WRITTEN PROBLEM 1 → Report every line of the records below that contains the string "tile", copying each such line in full.

TEXT SHOWN →
<<<<

A hardcover edition of the book can be purchased for $39.95 (plus taxes and shipping).

Ukrainian Baroque Drama and Theater

Supported by a generous grant from Dr. Michael Dashchuk of Toronto, the Peter Jacyk Centre for Ukrainian Historical Research and CIUS Press have prepared and published a new monograph on an important but insufficiently studied aspect of Ukrainian culture: the history of Ukrainian baroque drama and theater. Paulina Lewin’s Ukrainian Drama and Theater in the Seventeenth and Eighteenth Centuries is the first general English-language history of that subject, and it appears as the third volume in the Peter Jacyk Centre’s monograph series.

Written and performed during a time of political upheaval and fierce religious polemics, early modern Ukrainian plays both entertained and educated their audiences, helping to shape a national and religious identity. This rich body of serious, mostly religious dramas and comic intermedia was remarkable for the originality with which it elaborated on and transformed the models of European Renaissance and Baroque theater.

Relying on her thorough knowledge of the primary sources and cultural legacies of early modern Ukraine, Russia, and Poland, Lewin analyses how drama and theater functioned in Ukrainian society in the Seventeenth and Eighteenth Centuries. Having carefully studied the extant dramatic texts and handbooks of rhetoric and poetics, she elucidates the deeper structures of meaning in the dramas and reconstructs the techniques and atmosphere of their contemporary performances.

>>>>

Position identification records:
<<<<

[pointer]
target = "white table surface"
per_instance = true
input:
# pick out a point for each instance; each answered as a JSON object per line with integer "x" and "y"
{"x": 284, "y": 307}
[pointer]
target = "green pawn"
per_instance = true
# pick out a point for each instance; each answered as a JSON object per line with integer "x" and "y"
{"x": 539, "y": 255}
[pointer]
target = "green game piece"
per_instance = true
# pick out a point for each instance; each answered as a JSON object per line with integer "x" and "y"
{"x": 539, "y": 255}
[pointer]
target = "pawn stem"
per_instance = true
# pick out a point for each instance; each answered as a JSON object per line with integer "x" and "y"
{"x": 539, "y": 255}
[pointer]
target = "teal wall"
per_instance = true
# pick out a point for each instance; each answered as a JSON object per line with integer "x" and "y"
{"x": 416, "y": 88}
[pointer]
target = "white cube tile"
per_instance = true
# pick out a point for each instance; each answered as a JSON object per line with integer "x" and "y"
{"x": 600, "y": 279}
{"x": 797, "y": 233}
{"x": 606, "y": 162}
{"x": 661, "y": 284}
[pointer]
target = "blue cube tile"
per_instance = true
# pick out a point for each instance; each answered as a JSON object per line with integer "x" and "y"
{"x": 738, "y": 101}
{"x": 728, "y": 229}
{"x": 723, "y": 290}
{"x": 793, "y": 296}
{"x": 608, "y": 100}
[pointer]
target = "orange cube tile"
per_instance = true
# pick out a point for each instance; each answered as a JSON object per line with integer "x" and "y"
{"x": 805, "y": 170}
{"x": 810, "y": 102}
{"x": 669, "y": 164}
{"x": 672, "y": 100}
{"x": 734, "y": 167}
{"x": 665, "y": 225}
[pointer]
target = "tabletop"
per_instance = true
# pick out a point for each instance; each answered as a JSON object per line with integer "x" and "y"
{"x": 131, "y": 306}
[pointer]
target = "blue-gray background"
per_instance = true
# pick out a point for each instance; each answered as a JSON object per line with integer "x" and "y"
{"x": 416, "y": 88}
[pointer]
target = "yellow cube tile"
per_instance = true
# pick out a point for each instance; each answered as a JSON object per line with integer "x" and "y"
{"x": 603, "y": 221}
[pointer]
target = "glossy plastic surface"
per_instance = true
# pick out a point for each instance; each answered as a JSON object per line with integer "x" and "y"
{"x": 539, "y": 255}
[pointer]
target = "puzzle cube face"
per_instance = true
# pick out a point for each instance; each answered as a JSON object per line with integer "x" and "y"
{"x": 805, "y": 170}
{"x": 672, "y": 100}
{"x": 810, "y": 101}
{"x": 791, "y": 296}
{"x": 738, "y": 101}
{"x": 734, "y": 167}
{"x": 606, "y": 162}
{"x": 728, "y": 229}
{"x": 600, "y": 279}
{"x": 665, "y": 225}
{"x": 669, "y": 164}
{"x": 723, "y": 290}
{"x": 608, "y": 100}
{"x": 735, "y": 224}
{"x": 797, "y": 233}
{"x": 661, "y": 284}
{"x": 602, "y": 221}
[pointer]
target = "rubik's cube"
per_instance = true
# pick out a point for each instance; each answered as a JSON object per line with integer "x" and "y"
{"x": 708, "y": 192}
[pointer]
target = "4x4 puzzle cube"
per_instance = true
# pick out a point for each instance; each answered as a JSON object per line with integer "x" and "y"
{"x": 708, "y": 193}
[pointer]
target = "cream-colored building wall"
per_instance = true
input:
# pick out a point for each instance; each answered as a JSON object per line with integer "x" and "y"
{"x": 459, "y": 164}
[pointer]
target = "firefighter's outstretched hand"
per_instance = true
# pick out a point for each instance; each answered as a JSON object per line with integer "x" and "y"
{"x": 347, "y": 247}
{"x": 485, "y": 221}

>>>>

WRITTEN PROBLEM 2 → Decide whether each statement agrees with the passage on Ukrainian baroque drama and theater, answering yes or no and quoting the deciding words: (a) the monograph is the first volume in the Peter Jacyk Centre's monograph series; (b) a hardcover edition costs $39.95 before taxes and shipping; (c) the early modern Ukrainian plays described were mostly comic.

FULL ANSWER 1 →
target = "white cube tile"
target = "blue cube tile"
target = "orange cube tile"
target = "yellow cube tile"

FULL ANSWER 2 →
(a) No: "it appears as the third volume in the Peter Jacyk Centre’s monograph series."
(b) Yes: "A hardcover edition of the book can be purchased for $39.95 (plus taxes and shipping)."
(c) No: "serious, mostly religious dramas"